● THINGS TO DO
1/ In the news excerpt about domestic attack threats, what did Claire Moravec say wars like the one in Iran can function as?
2/ Pick up the news excerpt about domestic attack threats after its last sentence and write the next few paragraphs.

Those plots have proved notoriously difficult to prevent and have occurred even when the FBI has not been roiled by firings and internal upheaval, like during the first year of the Trump administration.

“They’re self-directed,” said retired FBI official Edward Herbst. “That’s what makes them really lethal. You never know when they’re going to rise up. You never know when and where they’re going to attack.”

Those concerns typically rise during times of international conflict when military action overseas is accompanied by increased vigilance, including outreach from agents to their sources, more active sharing of tips between federal and local law enforcement and closer coordination among FBI joint terrorism task forces, said Claire Moravec, a former FBI national security official who served as deputy homeland security adviser in Illinois.

Officials have said there is no indication that either the men arrested in connection with the explosives in New York, or the man responsible for Thursday’s Old Dominion University shooting, were motivated explicitly by the Iran war. The man who crashed into Temple Israel synagogue near Detroit on Thursday lost four family members in an Israeli airstrike in his native Lebanon last week, an official in Lebanon said.

Regardless, wars like the one in Iran can function as “accelerants,” raising the volume and intensity of grievances for the disaffected, Moravec said.

“Ultimately, the goal during these periods is not ‘surveillance’ but maintaining a broad awareness of how international events could translate into domestic security risks, so that threats can be identified and disrupted early,” she said in an email.

● SUPPLIED RECORDS
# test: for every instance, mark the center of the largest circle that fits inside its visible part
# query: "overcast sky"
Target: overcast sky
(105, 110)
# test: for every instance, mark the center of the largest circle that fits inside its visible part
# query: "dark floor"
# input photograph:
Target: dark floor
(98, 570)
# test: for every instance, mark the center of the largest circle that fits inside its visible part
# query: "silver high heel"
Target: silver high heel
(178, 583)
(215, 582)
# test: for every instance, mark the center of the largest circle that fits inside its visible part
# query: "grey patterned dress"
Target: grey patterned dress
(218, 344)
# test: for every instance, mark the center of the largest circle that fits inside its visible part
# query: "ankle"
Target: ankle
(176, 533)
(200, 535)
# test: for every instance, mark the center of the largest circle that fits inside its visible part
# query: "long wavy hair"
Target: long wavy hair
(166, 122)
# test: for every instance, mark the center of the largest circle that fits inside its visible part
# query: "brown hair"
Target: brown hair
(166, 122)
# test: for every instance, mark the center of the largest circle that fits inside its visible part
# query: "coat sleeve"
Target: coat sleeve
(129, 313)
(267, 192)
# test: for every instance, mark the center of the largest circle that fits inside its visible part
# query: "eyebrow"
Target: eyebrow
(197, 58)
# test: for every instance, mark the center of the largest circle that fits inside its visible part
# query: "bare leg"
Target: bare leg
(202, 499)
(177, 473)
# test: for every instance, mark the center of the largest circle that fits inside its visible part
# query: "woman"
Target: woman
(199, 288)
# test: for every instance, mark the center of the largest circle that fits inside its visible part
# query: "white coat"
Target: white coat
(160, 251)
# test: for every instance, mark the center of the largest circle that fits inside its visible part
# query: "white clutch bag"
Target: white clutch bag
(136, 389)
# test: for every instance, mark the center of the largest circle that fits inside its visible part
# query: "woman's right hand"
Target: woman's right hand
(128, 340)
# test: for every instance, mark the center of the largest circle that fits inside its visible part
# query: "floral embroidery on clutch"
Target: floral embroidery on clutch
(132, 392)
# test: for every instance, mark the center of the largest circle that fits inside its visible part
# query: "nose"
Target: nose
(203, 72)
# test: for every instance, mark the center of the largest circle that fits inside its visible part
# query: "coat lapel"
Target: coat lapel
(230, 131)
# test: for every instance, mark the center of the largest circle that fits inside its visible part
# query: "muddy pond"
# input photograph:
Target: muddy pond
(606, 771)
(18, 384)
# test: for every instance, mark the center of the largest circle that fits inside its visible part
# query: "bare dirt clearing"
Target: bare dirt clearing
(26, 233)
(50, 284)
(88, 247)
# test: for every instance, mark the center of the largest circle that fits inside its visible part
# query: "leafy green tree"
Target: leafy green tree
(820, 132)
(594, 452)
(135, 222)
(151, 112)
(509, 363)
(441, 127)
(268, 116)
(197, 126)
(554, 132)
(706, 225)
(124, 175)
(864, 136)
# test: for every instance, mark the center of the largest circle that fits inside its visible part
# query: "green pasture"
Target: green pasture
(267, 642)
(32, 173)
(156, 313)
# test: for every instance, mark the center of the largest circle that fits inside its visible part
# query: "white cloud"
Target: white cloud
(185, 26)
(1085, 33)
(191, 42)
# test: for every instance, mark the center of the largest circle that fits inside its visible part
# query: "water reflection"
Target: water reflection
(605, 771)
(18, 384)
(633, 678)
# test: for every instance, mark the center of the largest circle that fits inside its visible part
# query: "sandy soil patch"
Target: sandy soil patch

● RESULTS IN ORDER
1/ Accelerants that raise the volume and intensity of grievances for the disaffected.

2/
Emir Balat allegedly pledged allegiance to ISIS and wanted to carry out an attack bigger than the Boston Marathon bombing, according to federal prosecutors in New York City

Emir Balat allegedly pledged allegiance to ISIS and wanted to carry out an attack bigger than the Boston Marathon bombing, according to federal prosecutors in New York City (REUTERS/Madison Swart)

Resignations, firings at the FBI and Justice Department

The Justice Department’s National Security Division was established in 2006 to address terrorism threats and related concerns. But in the last year, lawyers in the division found themselves assigned to review the Jeffrey Epstein files to prepare them for release, and elite sections dedicated to prosecuting terrorists and catching spies have endured turnover.

About half of the division’s counterterrorism prosecutors have left since the beginning of the Trump administration, along with about a third of its senior leadership, according to estimates from Justice Connection, a network of department alumni.

A Justice Department spokesperson said the division’s singular focus remains “keeping the American people safe from threats foreign and domestic” and that there are no known or credible threats to the homeland.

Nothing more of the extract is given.